INSTRUCTIONS FOR THE TASK:
Recast every one of the records below as a JSON list of strings, with one string per line and no blank lines.

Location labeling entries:
* BEGIN *

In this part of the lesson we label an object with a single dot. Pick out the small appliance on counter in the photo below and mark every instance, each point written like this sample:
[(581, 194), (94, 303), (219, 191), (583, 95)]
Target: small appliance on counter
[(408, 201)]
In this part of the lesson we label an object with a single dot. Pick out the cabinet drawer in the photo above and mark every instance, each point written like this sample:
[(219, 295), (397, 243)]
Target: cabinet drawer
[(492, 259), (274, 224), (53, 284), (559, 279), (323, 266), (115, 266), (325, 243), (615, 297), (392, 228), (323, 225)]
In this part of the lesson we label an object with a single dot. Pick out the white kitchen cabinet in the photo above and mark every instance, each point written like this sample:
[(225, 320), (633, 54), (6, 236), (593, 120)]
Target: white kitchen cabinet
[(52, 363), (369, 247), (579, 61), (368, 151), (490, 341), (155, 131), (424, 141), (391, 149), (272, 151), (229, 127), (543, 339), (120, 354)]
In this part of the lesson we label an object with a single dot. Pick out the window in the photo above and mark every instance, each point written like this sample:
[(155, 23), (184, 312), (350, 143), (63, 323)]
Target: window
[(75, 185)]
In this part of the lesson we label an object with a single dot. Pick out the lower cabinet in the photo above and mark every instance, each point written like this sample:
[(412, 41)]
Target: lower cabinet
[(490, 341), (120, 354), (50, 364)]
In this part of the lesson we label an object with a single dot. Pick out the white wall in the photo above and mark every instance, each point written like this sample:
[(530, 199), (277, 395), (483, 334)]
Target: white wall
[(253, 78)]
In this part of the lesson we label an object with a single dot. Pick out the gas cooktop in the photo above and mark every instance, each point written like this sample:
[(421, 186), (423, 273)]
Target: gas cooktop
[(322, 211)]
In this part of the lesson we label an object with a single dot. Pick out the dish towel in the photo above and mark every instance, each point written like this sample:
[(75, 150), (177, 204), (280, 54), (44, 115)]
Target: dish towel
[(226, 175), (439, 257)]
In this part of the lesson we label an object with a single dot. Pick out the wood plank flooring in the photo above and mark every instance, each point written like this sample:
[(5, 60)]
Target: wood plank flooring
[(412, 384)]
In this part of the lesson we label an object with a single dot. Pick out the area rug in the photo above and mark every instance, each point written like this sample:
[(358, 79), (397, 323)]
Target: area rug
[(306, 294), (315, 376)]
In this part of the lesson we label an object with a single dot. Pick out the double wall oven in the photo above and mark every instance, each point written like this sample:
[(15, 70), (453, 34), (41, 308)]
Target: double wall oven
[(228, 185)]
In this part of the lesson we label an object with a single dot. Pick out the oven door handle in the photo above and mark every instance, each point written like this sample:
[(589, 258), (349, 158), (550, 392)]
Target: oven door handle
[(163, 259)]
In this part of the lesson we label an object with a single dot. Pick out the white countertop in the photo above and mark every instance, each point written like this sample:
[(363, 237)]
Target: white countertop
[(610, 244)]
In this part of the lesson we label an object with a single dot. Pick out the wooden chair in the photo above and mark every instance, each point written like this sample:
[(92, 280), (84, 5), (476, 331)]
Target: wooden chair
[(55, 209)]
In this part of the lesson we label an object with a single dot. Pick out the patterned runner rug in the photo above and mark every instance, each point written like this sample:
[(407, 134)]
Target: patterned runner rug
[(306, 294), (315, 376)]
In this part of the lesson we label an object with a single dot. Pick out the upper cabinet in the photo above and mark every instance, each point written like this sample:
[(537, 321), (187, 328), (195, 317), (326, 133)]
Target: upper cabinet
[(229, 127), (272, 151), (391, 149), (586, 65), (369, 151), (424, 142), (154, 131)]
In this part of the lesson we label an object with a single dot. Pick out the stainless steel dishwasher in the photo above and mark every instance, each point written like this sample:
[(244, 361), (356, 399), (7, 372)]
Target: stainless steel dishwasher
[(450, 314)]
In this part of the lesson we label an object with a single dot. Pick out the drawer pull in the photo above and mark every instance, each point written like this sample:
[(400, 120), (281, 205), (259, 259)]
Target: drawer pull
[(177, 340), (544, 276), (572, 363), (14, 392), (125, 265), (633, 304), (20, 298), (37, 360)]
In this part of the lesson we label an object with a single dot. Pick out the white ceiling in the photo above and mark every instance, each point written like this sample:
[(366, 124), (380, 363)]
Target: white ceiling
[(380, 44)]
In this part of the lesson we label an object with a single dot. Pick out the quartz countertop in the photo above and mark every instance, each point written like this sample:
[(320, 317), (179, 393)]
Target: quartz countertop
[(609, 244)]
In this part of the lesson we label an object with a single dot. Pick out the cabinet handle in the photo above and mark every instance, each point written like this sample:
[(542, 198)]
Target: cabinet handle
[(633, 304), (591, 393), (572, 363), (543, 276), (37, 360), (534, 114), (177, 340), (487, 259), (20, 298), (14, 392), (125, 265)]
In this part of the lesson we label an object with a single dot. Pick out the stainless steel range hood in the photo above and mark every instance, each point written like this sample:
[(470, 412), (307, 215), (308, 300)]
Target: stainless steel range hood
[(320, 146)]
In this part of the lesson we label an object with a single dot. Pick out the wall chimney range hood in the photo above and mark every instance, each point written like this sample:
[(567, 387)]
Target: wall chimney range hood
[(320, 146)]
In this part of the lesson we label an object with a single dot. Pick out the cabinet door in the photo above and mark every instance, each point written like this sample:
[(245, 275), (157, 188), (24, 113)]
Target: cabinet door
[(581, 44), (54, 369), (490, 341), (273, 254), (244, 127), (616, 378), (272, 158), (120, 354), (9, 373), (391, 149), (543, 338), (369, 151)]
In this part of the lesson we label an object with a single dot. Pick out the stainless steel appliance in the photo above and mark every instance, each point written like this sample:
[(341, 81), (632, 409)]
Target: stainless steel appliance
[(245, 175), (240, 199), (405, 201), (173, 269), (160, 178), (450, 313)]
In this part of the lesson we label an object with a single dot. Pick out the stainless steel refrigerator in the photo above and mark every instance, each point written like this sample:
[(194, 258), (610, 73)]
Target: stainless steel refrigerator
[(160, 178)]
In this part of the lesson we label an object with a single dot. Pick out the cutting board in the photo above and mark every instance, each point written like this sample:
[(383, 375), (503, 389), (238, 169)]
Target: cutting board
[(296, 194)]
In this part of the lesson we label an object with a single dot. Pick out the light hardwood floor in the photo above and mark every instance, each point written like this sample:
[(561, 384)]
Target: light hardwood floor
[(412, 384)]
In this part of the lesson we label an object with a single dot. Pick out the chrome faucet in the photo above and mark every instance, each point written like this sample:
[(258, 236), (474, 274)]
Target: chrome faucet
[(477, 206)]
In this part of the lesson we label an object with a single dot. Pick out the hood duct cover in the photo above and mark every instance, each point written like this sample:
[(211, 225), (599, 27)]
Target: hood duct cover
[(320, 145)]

* END *

OUTPUT FOR THIS TASK:
[
  "In this part of the lesson we label an object with a single dot. Pick out the small appliance on counter in the photo below and mark every instance, each point written like this sample:",
  "[(581, 194), (94, 303), (219, 191), (583, 95)]",
  "Target: small appliance on counter",
  "[(408, 201)]",
  "In this part of the lesson we label an object with a single dot. Pick out the cabinet drawer in the photo above and mark every instance, each point written like this sample:",
  "[(219, 295), (397, 243)]",
  "Target: cabinet drawer",
  "[(492, 259), (274, 224), (53, 284), (559, 279), (323, 266), (115, 266), (325, 243), (615, 297), (392, 228), (323, 225)]",
  "In this part of the lesson we label an object with a single dot. Pick out the white kitchen cabinet in the photo above and mark every instance, each point written like this sample:",
  "[(225, 320), (633, 54), (6, 236), (593, 120)]",
  "Target: white kitchen cabinet",
  "[(52, 363), (369, 247), (579, 61), (368, 151), (490, 341), (155, 131), (424, 141), (391, 149), (272, 151), (229, 127), (543, 339), (120, 354)]",
  "In this part of the lesson we label an object with a single dot. Pick out the window in the photo above and mark every instance, each point written like this sample:",
  "[(155, 23), (184, 312), (350, 143), (63, 323)]",
  "Target: window",
  "[(75, 185)]",
  "In this part of the lesson we label an object with a single dot. Pick out the lower cabinet in the photo above and mark every instance, each point written like this sample:",
  "[(412, 41)]",
  "Target: lower cabinet",
  "[(490, 341), (120, 354), (50, 364)]",
  "In this part of the lesson we label an object with a single dot. Pick out the white wall in the photo above and mark every instance, each point written like this sample:",
  "[(530, 199), (277, 395), (483, 334)]",
  "Target: white wall",
  "[(253, 78)]",
  "In this part of the lesson we label an object with a single dot. Pick out the gas cooktop in the photo above and mark every instance, each point written like this sample:",
  "[(421, 186), (423, 273)]",
  "Target: gas cooktop",
  "[(322, 211)]",
  "In this part of the lesson we label an object with a single dot. Pick out the dish towel in the photo above and mark every instance, each point written like this sample:",
  "[(75, 150), (177, 204), (280, 54), (44, 115)]",
  "Target: dish towel",
  "[(226, 175), (439, 257)]",
  "In this part of the lesson we label an object with a single dot. Pick out the wood plank flooring in the photo above and mark every instance, each point written like this sample:",
  "[(5, 60)]",
  "Target: wood plank flooring",
  "[(412, 384)]",
  "In this part of the lesson we label an object with a single dot. Pick out the area rug in the photo above and mark every instance, each point written like this sample:",
  "[(358, 79), (397, 323)]",
  "Target: area rug",
  "[(306, 294), (315, 376)]",
  "In this part of the lesson we label an object with a single dot. Pick out the double wall oven in the photo above and mark every instance, each point written like this sample:",
  "[(15, 70), (453, 34), (41, 308)]",
  "Target: double wall oven",
  "[(228, 185)]",
  "In this part of the lesson we label an object with a single dot. Pick out the oven door handle in the photo above and mark every instance, each point written like this sample:",
  "[(589, 258), (349, 158), (550, 392)]",
  "Target: oven door handle",
  "[(163, 259)]",
  "In this part of the lesson we label an object with a single dot. Pick out the white countertop in the photo above and mark every instance, each point written like this sample:",
  "[(363, 237)]",
  "Target: white countertop",
  "[(610, 244)]",
  "In this part of the lesson we label an object with a single dot. Pick out the wooden chair in the photo above and mark every instance, each point written like this sample:",
  "[(92, 280), (84, 5), (476, 331)]",
  "Target: wooden chair",
  "[(55, 209)]",
  "In this part of the lesson we label an object with a single dot. Pick out the patterned runner rug in the photo above and mark every instance, each point written like this sample:",
  "[(407, 134)]",
  "Target: patterned runner rug",
  "[(306, 294), (315, 376)]",
  "In this part of the lesson we label an object with a single dot. Pick out the upper cabinet in the photo above and mark every instance, each point written like this sample:",
  "[(537, 321), (187, 328), (195, 317), (326, 133)]",
  "Target: upper cabinet",
  "[(229, 127), (272, 151), (391, 149), (586, 65), (369, 151), (424, 142), (154, 131)]",
  "In this part of the lesson we label an object with a single dot. Pick out the stainless steel dishwasher in the photo above and mark every instance, each point written like this sample:",
  "[(244, 361), (356, 399), (7, 372)]",
  "Target: stainless steel dishwasher",
  "[(450, 314)]",
  "In this part of the lesson we label an object with a single dot. Pick out the drawer pull in the photo above and mark every instance, each point written like this sample:",
  "[(400, 120), (281, 205), (259, 259)]",
  "Target: drawer pull",
  "[(177, 340), (544, 276), (572, 363), (14, 392), (125, 265), (633, 304), (20, 298), (37, 360)]",
  "In this part of the lesson we label an object with a single dot. Pick out the white ceiling in the photo above and mark every instance, each point written like this sample:",
  "[(366, 124), (380, 363)]",
  "Target: white ceiling",
  "[(380, 44)]",
  "In this part of the lesson we label an object with a single dot. Pick out the quartz countertop in the photo above and mark every instance, each point written like this sample:",
  "[(320, 317), (179, 393)]",
  "Target: quartz countertop",
  "[(609, 244)]",
  "In this part of the lesson we label an object with a single dot. Pick out the cabinet handle in the photo above and mark every instance, each point written like this sample:",
  "[(542, 198)]",
  "Target: cabinet handle",
  "[(633, 304), (591, 393), (572, 363), (543, 276), (37, 360), (534, 114), (177, 340), (487, 259), (20, 298), (14, 392), (125, 265)]",
  "In this part of the lesson we label an object with a single dot. Pick out the stainless steel range hood in the photo above and mark every instance, each point written like this sample:",
  "[(470, 412), (307, 215), (308, 300)]",
  "Target: stainless steel range hood",
  "[(320, 146)]",
  "In this part of the lesson we label an object with a single dot. Pick out the wall chimney range hood in the photo above and mark every instance, each point written like this sample:",
  "[(567, 387)]",
  "Target: wall chimney range hood",
  "[(320, 146)]",
  "In this part of the lesson we label an object with a single dot. Pick out the cabinet door in the photo above and mark every instance, each point written like this sample:",
  "[(245, 275), (157, 188), (24, 113)]",
  "Target: cabinet door",
  "[(581, 44), (54, 369), (490, 341), (273, 254), (244, 127), (616, 378), (272, 158), (120, 354), (9, 373), (391, 149), (543, 338), (369, 151)]",
  "In this part of the lesson we label an object with a single dot. Pick out the stainless steel appliance in the photo above and mark every instance, each point written like this sample:",
  "[(341, 81), (632, 409)]",
  "Target: stainless steel appliance",
  "[(245, 175), (240, 199), (405, 201), (173, 269), (160, 178), (450, 313)]",
  "In this part of the lesson we label an object with a single dot. Pick out the stainless steel refrigerator in the photo above and mark every instance, each point written like this sample:",
  "[(194, 258), (610, 73)]",
  "Target: stainless steel refrigerator",
  "[(160, 178)]",
  "In this part of the lesson we label an object with a single dot. Pick out the cutting board in the photo above and mark every instance, each point written like this sample:",
  "[(383, 375), (503, 389), (238, 169)]",
  "Target: cutting board",
  "[(296, 194)]",
  "In this part of the lesson we label an object with a single dot. Pick out the light hardwood floor in the photo above and mark every instance, each point written like this sample:",
  "[(561, 384)]",
  "Target: light hardwood floor",
  "[(412, 384)]",
  "In this part of the lesson we label an object with a single dot. Pick out the chrome faucet in the photo above and mark every instance, each point written like this sample:",
  "[(258, 236), (474, 274)]",
  "Target: chrome faucet",
  "[(477, 206)]",
  "In this part of the lesson we label an object with a single dot. Pick out the hood duct cover in the photo above and mark every instance, each point written like this sample:",
  "[(211, 225), (599, 27)]",
  "Target: hood duct cover",
  "[(320, 145)]"
]